L’ensemble de la procédure de concession est très complexe, elle peut prendre jusqu’à dix ou quinze ans. Pendant cette période, le projet est souvent révisé à plusieurs reprises, également en raison d’objections. Parfois, cela peut aller vite, mais c’est plutôt l’exception. Fondamentalement, les gens appréhendent les procédures liées à une nouvelle concession.
La concession peut-elle également être refusée?
Oui, les associations environnementales peuvent, sur la base du droit de recours des associations, déposer une objection auprès du conseil d’Etat. Ils peuvent exiger, par exemple, qu’il y ait davantage d’eau résiduelle que le minimum prévu par la loi, pour mieux protéger une espèce de poisson. La quantité d’eau qui s’écoule dans la section d’eau résiduelle ne serait alors pas disponible pour les turbines. Cela signifie un rendement électrique moindre et, si le volume d’eau résiduelle devient trop important à un moment donné, ce ne sera plus intéressant en termes économiques.
Ai-je bien compris? Il est donc préférable pour le WWF et d’autres organisations environnementales d’obtenir une concession, car elles peuvent alors déposer leurs objections et faire traîner les procédures?
Oui, exactement.
Et en ce qui concerne les petites centrales électriques, il ne vaudra même plus la peine de produire si les droits immémoriaux en question disparaissent?
Oui, les droits immémoriaux de l’eau étaient comme un atout dont ils disposaient. Les gens savaient que nous produisions de l’énergie à cet endroit depuis 150 ans, mécaniquement ou électriquement, et comme ce droit était toujours valable, ils étaient bien placés pour investir dans le renouvellement, voire l’expansion.

===============

--- Objectifs ---
(A) Reportez à l'identique les lignes fournies, en partant de celle qui contient « [pin] person in » et en allant jusqu'à la dernière de ces lignes, les deux bornes comprises.
(B) Poursuivez l'entretien sur les concessions d'eau et les petites centrales à partir de sa dernière réplique.

===============

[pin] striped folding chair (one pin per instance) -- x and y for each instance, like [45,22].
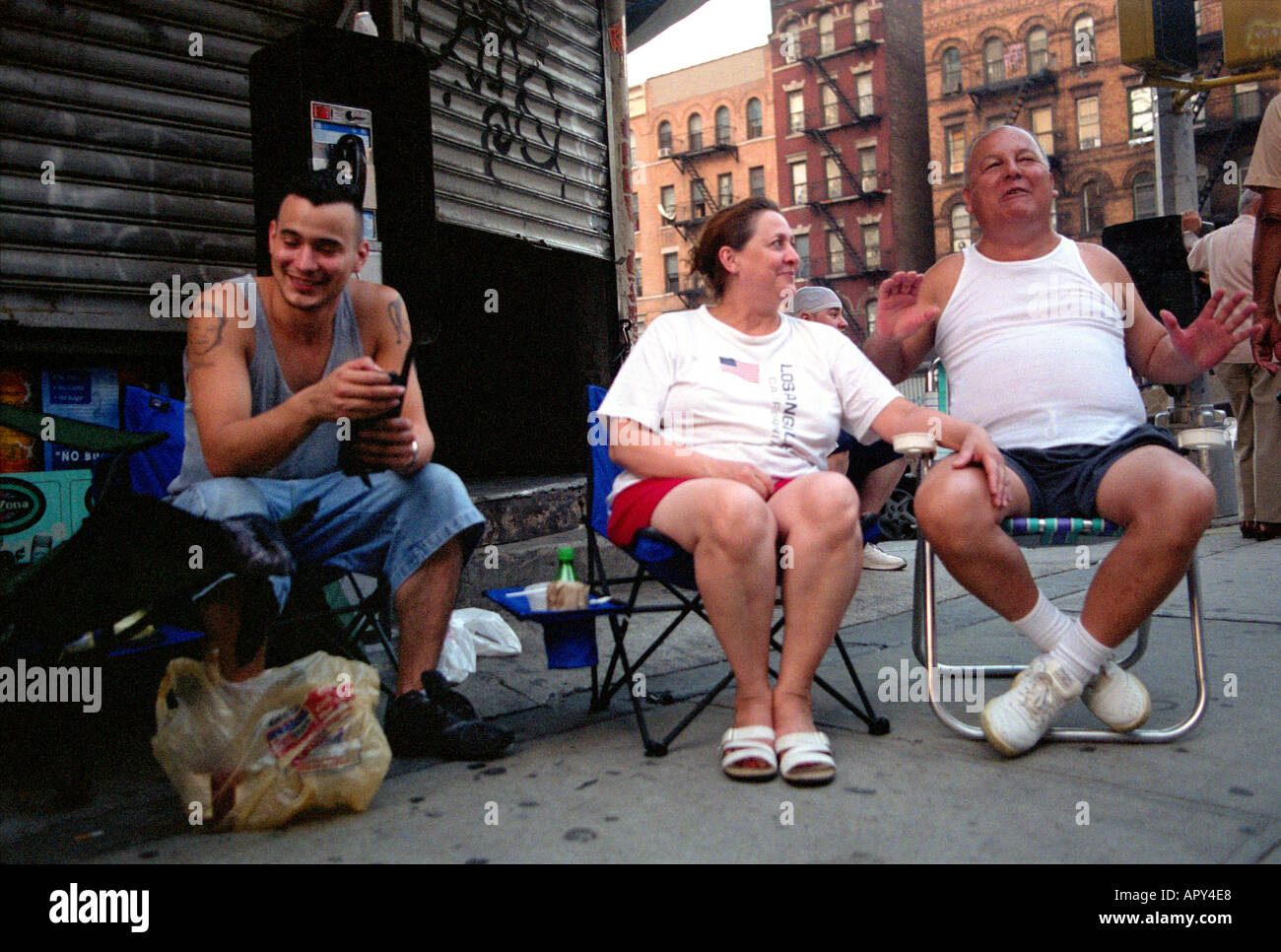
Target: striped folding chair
[1029,532]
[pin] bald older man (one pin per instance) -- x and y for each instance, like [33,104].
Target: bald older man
[1039,354]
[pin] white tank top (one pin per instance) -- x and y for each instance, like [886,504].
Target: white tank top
[1036,353]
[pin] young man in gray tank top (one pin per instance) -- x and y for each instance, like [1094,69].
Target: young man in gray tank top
[1076,432]
[280,371]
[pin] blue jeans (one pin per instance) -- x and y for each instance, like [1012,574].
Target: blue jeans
[389,528]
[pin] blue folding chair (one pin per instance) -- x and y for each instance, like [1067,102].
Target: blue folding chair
[1032,532]
[658,559]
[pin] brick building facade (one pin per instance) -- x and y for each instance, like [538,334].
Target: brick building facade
[852,141]
[703,139]
[1054,68]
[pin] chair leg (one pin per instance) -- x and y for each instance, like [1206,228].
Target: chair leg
[935,670]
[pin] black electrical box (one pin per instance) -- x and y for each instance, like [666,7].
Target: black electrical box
[311,97]
[1158,36]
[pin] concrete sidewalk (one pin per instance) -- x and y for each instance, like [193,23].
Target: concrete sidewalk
[577,788]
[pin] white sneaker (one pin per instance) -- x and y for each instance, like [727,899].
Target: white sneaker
[1016,720]
[1117,699]
[876,558]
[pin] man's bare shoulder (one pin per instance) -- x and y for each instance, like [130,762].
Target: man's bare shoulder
[1102,263]
[942,278]
[379,311]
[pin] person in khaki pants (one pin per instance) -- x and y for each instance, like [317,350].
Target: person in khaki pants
[1226,255]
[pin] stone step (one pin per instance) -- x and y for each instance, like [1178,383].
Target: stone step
[526,508]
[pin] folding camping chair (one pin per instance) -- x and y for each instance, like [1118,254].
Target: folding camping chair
[1029,532]
[154,576]
[658,559]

===============

--- Réponses par tâche ---
(A)
[pin] person in khaki pants (one pin per instance) -- x and y for each instance, like [317,350].
Target: person in khaki pants
[1226,255]
[pin] stone step (one pin per instance) -- x and y for each instance, like [1178,383].
Target: stone step
[526,508]
[pin] folding camping chair (one pin per instance) -- x and y for each instance, like [1118,254].
Target: folding camping chair
[1029,532]
[154,576]
[658,559]

(B)
Dans le passé, les roues hydrauliques devaient fournir une certaine quantité d’énergie pendant 20 à 24 heures par jour tout au long de l’année pour faire fonctionner les moulins.
Aujourd’hui, avec le réseau de transmission, les choses sont différentes. S’il n’y a pas assez d’eau, vous coupez le système et vous canalisez l’eau dans l’eau résiduelle. Plus l’eau coule, plus je peux produire de l’électricité. Je n’ai pas besoin de consommer cette électricité sur place, mais de la canaliser dans le réseau pour qu’elle puisse être utilisée à un autre endroit. De cette manière, vous pouvez généralement laisser plus d’eau résiduelle dans le cours d’eau, tout en produisant plus d’électricité tout au long de l’année. C’est une situation où tout le monde est gagnant. Mais pour réaliser cette conversion, il faut une nouvelle dérivation, de nouvelles conduites, une nouvelle turbine, un générateur, et il faut aussi prendre diverses mesures au niveau du déversoir. Il s’agira donc d’un projet assez compliqué, avec des exigences d’investissement correspondantes.
Pour l’instant, le problème est que le prix de l’énergie est très bas, 4 à 6 centimes par kilowattheure. Si cet investissement doit être amorti sur 80 ans, alors personne n’investira plus. Si quelqu’un investit de l’argent aujourd’hui, il veut être remboursé dans les 15 ou 25 ans à un taux d’intérêt d’au moins 1 à 3 %. Ce faisant, il doit tenir compte de divers risques: il existe le risque de non-approbation administrative ou la sécheresse (comme il y a deux ans), ou encore l’immobilisation due à des travaux d’entretien et de réparation. Le risque doit être dans une certaine proportion par rapport au rendement.
Pourquoi la conversion est-elle plus coûteuse aujourd’hui?
Aujourd’hui, une planification globale est nécessaire. Grâce à un travail d’équipe entre ingénieurs civils, hydrologues, écologistes aquatiques ou même ingénieurs en mécanique et en électricité, cela est possible. C’est une structure techniquement complexe, un projet interdisciplinaire, qui demande un certain effort de travail et de la mise en perspective. Les structures doivent répondre à des exigences strictes. Et sur les rivières à risque d’inondation, il est également nécessaire de garantir la sécurité même en cas d’inondations extraordinaires.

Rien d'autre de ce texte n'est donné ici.